## Selected text

------------------------------

A healthy system is where there is a balance of these two things. Very often these relationships can’t be built up in a large group and one of the ways that Churches help in developing these is through forming small groups or cells. It is one of the goals in our five-year strategic plan is to develops small groups here at St Peters. Ralph neighbours says that for a church to really soar in the spirit it needs to develop two wings, a big gatherings wing, like public worship and feeling part of something bigger than ourselves and a small groups wing, where people can develop the depth of relationships they need for real spiritual growth.

------------------------------

## Entries shown
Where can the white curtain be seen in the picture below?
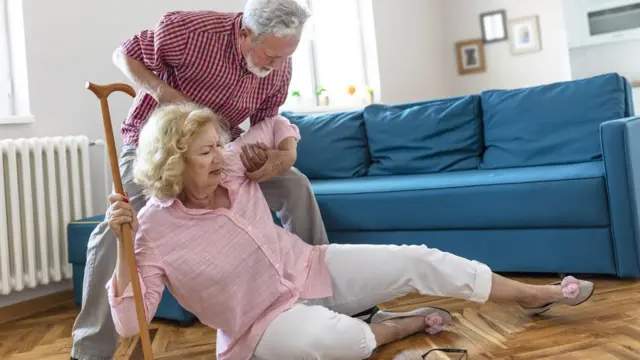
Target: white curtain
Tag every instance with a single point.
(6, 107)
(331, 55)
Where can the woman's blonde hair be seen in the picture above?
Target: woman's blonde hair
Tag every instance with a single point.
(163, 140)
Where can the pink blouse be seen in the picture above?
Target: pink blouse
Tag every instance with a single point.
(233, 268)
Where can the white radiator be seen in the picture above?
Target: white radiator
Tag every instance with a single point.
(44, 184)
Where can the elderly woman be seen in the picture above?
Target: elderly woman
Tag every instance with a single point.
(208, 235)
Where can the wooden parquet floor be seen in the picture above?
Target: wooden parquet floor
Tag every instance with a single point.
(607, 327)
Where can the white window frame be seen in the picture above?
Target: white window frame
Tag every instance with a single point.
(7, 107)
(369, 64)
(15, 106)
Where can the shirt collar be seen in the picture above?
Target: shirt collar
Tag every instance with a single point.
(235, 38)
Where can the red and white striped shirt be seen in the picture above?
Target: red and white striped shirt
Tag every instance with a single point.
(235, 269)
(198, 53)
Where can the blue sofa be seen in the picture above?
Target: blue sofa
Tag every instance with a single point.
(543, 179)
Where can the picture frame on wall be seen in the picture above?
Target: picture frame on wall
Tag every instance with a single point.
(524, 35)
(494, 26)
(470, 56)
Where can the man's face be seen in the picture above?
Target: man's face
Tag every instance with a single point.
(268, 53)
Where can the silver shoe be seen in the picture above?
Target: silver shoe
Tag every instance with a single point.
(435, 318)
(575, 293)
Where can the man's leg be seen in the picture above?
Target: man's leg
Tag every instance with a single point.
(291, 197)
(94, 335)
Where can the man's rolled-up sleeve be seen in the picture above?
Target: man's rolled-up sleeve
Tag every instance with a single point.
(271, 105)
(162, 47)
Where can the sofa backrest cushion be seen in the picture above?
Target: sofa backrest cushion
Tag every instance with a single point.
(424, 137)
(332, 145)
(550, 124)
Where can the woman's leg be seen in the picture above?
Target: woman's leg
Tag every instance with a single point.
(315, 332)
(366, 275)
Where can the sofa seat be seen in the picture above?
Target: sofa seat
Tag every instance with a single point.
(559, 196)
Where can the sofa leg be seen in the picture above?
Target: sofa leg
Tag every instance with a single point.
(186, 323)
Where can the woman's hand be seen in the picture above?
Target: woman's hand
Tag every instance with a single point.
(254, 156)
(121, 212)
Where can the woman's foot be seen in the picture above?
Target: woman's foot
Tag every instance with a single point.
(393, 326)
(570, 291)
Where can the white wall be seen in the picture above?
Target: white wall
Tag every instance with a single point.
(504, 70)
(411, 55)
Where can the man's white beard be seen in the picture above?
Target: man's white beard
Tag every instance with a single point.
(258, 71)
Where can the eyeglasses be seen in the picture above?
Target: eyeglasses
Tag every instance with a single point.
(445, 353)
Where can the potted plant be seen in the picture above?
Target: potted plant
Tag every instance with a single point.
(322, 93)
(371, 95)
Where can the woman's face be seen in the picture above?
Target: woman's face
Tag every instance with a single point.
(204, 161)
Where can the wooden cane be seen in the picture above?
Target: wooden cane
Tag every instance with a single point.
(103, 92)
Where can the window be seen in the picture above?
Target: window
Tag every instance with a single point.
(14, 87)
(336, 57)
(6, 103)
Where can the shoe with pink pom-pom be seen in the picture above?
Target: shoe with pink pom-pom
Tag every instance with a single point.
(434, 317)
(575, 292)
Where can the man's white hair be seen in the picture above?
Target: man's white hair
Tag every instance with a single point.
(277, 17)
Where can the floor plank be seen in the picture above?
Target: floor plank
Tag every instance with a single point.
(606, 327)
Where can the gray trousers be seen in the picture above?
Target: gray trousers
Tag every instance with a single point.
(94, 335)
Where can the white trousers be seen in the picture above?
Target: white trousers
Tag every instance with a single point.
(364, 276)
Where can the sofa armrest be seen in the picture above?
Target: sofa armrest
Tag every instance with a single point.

------------------------------

## Set of tasks
**A.** Reproduce the part of the passage on church small groups that opens with the words containing "A healthy system" and closes with "real spiritual growth.".
**B.** Write what comes next in the passage on church small groups, picking up after its last sentence.
The records have nothing to do with the passage on church small groups.

## Per-task outputs
**A.**
A healthy system is where there is a balance of these two things. Very often these relationships can’t be built up in a large group and one of the ways that Churches help in developing these is through forming small groups or cells. It is one of the goals in our five-year strategic plan is to develops small groups here at St Peters. Ralph neighbours says that for a church to really soar in the spirit it needs to develop two wings, a big gatherings wing, like public worship and feeling part of something bigger than ourselves and a small groups wing, where people can develop the depth of relationships they need for real spiritual growth.

**B.**
Developing that balance of healthy and heal giving relationships is a matter of developing other spiritual disciplines: hospitality, opening your homes and your lives. Listening, showing kindness, forgiveness, caring, making time. In the end they are a source of God’s blessing for you, they can minister to you and enable us as a church to be a blessing as we practise the spiritual discipline of community.